### WHAT YOU WILL DO
Pick out each line in the records below that contains the string "moored" and copy those lines in full.

### INPUT ROWS
━━━━━━
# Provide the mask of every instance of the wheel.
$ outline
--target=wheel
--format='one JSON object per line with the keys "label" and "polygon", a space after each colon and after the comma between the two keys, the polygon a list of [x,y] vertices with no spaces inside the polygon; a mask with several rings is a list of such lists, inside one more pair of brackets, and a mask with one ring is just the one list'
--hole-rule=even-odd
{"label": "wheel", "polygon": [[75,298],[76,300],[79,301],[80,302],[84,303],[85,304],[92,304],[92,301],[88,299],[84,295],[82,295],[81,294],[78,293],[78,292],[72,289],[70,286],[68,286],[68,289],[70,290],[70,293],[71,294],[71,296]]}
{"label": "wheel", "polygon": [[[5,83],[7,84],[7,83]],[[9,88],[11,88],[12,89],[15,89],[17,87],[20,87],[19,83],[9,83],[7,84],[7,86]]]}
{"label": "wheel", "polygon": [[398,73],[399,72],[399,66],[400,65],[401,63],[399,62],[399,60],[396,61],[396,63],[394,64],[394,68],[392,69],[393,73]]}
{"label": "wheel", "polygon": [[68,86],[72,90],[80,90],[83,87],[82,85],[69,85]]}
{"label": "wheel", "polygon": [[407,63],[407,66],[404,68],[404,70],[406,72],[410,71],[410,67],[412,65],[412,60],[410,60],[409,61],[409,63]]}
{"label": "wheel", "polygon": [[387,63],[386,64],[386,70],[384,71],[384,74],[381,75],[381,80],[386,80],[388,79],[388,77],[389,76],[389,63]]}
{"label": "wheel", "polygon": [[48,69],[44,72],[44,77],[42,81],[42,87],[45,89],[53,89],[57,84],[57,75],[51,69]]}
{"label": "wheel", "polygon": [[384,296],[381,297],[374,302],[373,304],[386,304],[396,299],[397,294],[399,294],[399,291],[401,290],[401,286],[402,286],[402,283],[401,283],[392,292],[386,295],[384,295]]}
━━━━━━
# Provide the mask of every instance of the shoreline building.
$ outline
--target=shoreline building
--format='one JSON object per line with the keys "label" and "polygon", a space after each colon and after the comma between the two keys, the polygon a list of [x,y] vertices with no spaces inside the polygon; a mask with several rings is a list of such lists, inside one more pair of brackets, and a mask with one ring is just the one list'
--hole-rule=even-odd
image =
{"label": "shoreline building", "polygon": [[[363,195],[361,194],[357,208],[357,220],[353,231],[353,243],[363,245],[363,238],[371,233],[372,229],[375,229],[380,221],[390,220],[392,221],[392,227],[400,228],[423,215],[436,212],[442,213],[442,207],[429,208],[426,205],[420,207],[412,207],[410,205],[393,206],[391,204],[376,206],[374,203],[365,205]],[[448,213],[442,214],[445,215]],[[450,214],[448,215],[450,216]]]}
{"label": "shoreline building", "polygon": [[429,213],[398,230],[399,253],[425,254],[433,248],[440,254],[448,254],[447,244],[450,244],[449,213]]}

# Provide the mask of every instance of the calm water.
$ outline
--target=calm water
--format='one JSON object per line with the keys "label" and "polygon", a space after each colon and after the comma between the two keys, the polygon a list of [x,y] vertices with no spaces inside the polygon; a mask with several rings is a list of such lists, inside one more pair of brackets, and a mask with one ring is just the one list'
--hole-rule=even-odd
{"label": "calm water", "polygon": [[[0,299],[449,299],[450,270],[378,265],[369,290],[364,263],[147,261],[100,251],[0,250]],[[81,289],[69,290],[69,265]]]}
━━━━━━
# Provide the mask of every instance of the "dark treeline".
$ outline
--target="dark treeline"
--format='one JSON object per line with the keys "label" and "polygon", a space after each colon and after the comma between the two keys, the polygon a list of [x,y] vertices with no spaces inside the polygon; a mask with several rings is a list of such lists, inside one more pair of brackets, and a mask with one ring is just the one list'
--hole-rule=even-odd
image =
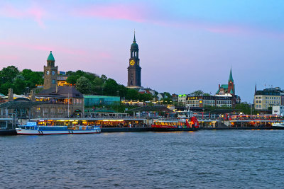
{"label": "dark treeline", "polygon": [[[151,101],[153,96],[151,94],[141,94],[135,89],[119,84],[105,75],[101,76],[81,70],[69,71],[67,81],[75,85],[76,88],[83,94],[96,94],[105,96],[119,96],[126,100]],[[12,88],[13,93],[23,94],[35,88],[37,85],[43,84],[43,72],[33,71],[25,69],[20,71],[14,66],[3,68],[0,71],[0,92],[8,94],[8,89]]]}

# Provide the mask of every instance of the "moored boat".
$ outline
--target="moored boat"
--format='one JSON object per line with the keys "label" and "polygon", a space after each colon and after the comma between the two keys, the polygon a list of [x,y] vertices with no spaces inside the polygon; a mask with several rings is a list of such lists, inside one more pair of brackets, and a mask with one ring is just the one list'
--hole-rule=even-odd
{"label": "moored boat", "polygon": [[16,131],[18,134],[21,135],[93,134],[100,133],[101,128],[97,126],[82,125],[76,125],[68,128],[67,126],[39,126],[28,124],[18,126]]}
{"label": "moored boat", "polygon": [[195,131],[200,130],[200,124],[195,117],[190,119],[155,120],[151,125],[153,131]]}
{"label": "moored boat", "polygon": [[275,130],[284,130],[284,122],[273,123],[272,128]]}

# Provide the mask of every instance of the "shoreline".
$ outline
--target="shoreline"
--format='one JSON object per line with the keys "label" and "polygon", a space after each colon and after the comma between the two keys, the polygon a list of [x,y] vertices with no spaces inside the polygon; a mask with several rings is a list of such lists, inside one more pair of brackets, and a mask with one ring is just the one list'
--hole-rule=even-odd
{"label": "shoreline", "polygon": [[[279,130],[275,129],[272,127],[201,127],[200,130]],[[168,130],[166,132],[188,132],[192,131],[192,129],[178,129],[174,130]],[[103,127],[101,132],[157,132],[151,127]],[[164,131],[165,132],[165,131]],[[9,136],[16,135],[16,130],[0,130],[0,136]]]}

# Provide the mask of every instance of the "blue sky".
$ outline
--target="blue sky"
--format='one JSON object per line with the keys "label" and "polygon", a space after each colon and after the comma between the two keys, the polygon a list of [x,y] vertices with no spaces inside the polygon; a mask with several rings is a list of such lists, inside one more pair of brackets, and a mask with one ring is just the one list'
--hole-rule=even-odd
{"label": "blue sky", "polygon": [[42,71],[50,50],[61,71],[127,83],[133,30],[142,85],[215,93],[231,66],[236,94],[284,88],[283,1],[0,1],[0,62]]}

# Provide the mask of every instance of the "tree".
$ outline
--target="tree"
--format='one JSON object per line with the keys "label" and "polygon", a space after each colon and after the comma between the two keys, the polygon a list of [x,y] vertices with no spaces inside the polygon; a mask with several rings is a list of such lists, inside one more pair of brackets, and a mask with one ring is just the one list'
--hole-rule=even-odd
━━━━━━
### ANSWER FOR THIS EXERCISE
# Provide the mask of every instance of the "moored boat".
--target="moored boat"
{"label": "moored boat", "polygon": [[16,131],[18,134],[21,135],[93,134],[100,133],[101,128],[97,126],[82,125],[76,125],[68,128],[67,126],[39,126],[28,124],[18,126]]}
{"label": "moored boat", "polygon": [[195,131],[200,130],[200,124],[195,117],[190,119],[155,120],[151,125],[153,131]]}
{"label": "moored boat", "polygon": [[275,130],[284,130],[284,122],[273,123],[272,128]]}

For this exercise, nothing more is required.